[Task data start]

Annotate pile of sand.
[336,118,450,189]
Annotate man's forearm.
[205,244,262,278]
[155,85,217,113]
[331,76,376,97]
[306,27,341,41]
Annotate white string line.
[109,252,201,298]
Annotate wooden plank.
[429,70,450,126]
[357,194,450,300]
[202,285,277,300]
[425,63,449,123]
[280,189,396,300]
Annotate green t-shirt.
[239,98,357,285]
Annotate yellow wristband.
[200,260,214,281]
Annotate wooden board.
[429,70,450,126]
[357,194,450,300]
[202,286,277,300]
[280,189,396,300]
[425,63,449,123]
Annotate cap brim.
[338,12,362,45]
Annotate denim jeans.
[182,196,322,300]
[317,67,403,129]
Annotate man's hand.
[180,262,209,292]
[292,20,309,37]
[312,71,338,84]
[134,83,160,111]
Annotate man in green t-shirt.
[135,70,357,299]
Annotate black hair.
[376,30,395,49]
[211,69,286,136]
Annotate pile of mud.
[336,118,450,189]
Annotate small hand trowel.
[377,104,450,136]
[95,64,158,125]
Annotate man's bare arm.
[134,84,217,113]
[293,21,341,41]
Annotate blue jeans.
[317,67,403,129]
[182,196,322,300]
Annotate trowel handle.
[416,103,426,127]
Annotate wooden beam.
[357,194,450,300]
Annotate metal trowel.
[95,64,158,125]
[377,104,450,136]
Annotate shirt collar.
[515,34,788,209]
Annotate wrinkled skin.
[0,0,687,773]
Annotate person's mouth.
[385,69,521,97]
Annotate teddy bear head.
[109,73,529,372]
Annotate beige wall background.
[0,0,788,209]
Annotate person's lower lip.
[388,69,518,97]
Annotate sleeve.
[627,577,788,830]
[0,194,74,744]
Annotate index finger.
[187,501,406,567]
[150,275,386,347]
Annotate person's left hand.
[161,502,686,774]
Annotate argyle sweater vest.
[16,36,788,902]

[Task data end]

| What to work on |
Please render the stretch of items from the line containing "Annotate black hair." through the last item as a two-column CSV with the headers item_text and answer, one row per item. Put each field in quotation marks and turn any line breaks into spaces.

| Answer in full |
item_text,answer
"Annotate black hair.","[376,30,395,49] [211,69,286,136]"
"Annotate pile of mud.","[336,118,450,189]"
"Annotate small hand trowel.","[377,104,450,136] [95,64,158,125]"
"Annotate man's bare arm.","[134,84,217,113] [293,21,341,41]"
"Annotate blue jeans.","[317,67,403,129] [182,196,322,300]"
"Annotate trowel handle.","[416,103,426,127]"
"Annotate wooden beam.","[357,194,450,300]"
"Annotate metal trowel.","[95,64,158,125] [377,104,450,136]"
"Annotate shirt collar.","[515,34,788,209]"
"Annotate wrinkled skin.","[0,0,687,773]"
"Annotate person's mouth.","[385,69,521,97]"
"Annotate teddy bear head.","[109,73,529,372]"
"Annotate beige wall background.","[0,0,788,209]"
"Annotate person's lower lip.","[388,69,518,97]"
"Annotate sleeve.","[627,577,788,830] [0,194,74,744]"
"Annotate index finger.","[187,501,406,567] [150,275,386,347]"
"Annotate person's left hand.","[161,502,686,774]"
"Annotate argyle sweater vest.","[16,36,788,902]"